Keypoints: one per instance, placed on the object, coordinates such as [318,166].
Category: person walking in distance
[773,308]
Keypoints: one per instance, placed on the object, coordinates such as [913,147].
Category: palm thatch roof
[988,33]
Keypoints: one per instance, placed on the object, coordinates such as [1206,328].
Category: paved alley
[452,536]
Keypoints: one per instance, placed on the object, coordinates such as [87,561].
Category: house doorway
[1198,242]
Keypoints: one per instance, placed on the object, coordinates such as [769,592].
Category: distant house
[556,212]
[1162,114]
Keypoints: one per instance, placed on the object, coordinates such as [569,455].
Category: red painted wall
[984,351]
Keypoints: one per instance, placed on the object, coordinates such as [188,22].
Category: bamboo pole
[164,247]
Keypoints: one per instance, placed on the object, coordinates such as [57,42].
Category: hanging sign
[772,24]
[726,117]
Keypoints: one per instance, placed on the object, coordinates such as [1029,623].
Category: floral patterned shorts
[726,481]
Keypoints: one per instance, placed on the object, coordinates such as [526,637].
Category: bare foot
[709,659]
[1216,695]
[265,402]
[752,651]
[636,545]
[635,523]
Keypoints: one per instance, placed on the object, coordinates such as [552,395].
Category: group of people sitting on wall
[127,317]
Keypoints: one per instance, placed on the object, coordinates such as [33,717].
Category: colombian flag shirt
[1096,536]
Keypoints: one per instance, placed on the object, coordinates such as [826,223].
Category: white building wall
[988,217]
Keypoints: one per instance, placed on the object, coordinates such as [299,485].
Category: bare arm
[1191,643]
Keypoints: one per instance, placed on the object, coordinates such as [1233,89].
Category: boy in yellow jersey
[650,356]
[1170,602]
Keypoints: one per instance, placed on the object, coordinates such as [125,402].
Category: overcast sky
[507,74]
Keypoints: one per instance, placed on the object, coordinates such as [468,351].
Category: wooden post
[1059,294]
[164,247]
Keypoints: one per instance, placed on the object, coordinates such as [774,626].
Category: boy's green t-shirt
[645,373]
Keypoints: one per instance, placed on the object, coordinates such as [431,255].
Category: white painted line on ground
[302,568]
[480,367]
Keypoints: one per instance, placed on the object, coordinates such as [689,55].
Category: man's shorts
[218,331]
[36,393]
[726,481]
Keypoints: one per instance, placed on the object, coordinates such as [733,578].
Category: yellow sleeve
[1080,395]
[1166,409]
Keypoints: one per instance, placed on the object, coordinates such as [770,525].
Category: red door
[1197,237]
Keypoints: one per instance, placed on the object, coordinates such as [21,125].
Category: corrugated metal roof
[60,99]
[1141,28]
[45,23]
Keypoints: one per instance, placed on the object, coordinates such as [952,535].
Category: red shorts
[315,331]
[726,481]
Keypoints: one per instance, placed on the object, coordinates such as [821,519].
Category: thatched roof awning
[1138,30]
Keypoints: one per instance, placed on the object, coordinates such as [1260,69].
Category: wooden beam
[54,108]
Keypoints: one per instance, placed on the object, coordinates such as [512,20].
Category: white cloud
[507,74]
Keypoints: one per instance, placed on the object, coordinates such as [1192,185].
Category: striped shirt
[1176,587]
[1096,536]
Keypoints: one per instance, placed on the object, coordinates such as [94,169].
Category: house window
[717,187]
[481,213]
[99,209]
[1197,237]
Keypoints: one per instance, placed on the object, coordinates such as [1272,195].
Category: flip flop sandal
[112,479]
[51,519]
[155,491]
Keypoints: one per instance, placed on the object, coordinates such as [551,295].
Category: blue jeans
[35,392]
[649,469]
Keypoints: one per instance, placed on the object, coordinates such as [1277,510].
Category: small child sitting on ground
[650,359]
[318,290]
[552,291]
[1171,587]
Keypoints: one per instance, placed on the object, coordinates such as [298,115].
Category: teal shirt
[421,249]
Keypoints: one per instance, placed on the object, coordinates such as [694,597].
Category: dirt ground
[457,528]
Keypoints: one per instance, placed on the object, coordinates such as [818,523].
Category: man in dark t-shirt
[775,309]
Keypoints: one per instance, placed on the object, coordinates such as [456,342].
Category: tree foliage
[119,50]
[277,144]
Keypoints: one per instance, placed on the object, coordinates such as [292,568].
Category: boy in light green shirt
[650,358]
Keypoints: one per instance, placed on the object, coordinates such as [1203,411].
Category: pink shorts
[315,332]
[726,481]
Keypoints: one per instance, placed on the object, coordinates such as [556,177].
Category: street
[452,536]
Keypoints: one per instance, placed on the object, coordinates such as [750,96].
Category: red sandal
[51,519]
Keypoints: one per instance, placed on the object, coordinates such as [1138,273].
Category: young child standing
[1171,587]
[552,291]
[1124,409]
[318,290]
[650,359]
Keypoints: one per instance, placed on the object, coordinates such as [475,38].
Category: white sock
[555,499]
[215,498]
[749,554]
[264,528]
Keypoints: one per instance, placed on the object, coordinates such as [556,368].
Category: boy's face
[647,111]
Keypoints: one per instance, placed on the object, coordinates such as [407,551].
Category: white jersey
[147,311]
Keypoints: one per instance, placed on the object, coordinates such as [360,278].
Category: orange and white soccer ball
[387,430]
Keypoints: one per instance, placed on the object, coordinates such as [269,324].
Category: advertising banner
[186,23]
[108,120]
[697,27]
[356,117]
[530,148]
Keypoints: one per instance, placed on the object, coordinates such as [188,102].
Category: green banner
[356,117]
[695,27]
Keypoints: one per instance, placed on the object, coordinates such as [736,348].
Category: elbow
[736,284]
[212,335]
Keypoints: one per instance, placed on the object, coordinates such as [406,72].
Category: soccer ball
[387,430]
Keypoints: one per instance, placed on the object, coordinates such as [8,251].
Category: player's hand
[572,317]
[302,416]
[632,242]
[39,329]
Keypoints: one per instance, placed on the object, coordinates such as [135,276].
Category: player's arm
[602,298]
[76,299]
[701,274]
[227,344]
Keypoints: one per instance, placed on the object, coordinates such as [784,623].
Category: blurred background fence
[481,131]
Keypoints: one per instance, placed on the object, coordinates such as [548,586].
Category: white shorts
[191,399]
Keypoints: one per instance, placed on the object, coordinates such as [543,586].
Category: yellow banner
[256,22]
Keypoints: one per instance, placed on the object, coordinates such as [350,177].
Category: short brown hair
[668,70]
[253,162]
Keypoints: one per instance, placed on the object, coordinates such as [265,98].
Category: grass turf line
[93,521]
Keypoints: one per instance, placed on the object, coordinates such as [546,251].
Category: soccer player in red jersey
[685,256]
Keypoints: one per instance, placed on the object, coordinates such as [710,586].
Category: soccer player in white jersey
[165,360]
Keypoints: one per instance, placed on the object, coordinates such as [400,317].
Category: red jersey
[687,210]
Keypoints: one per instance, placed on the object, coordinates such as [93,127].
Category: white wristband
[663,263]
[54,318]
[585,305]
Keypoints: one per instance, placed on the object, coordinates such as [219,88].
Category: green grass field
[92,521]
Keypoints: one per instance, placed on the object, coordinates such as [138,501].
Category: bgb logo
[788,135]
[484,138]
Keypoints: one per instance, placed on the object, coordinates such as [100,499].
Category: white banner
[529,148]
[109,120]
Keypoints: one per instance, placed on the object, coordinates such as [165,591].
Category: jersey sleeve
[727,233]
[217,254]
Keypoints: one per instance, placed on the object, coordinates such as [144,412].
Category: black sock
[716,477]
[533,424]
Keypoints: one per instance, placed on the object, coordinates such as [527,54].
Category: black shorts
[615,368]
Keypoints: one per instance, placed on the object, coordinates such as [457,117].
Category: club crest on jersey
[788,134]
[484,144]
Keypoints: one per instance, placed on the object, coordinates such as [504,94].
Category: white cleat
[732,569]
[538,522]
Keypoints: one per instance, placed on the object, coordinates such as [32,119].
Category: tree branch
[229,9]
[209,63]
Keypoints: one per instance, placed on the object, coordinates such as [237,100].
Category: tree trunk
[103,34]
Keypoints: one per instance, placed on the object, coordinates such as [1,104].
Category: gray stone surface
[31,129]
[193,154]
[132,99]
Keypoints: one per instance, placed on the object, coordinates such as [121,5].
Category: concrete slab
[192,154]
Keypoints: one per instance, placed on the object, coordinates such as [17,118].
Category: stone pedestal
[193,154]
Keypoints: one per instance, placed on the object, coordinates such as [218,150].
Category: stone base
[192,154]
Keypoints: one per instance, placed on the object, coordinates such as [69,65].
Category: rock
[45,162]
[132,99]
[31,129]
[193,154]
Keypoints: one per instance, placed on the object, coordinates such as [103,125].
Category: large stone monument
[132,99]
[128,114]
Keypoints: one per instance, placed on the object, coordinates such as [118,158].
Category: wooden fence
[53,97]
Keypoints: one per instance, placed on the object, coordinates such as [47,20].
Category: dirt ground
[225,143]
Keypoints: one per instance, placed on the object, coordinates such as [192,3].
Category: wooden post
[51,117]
==================================================
● WHAT TO DO:
Starting from the line containing "such as [1,104]." and ending with the final line of the data, reproduce each line exactly as it appears, including no other lines.

● WRITTEN REPLY:
Keypoints: one per instance, placed on the object, coordinates such as [1,104].
Category: gray stone surface
[31,129]
[193,154]
[132,99]
Keypoints: one per instance, placed on the object, coordinates such as [121,5].
Category: concrete slab
[192,154]
Keypoints: one per instance, placed on the object, coordinates such as [17,118].
Category: stone pedestal
[193,154]
Keypoints: one per instance, placed on the object, coordinates such as [218,150].
Category: stone base
[192,154]
Keypoints: one per instance, placed on the object, coordinates such as [69,65].
Category: rock
[45,162]
[132,99]
[31,129]
[193,154]
Keypoints: one per instance, placed on the object, coordinates such as [103,125].
Category: large stone monument
[132,99]
[128,114]
Keypoints: one per instance, placed on the object, coordinates such as [118,158].
Category: wooden fence
[53,97]
Keypoints: one per instance, placed on the object, coordinates such as [47,20].
Category: dirt ground
[225,143]
Keypoints: one per instance, placed on the object, coordinates such as [192,3].
Category: wooden post
[51,117]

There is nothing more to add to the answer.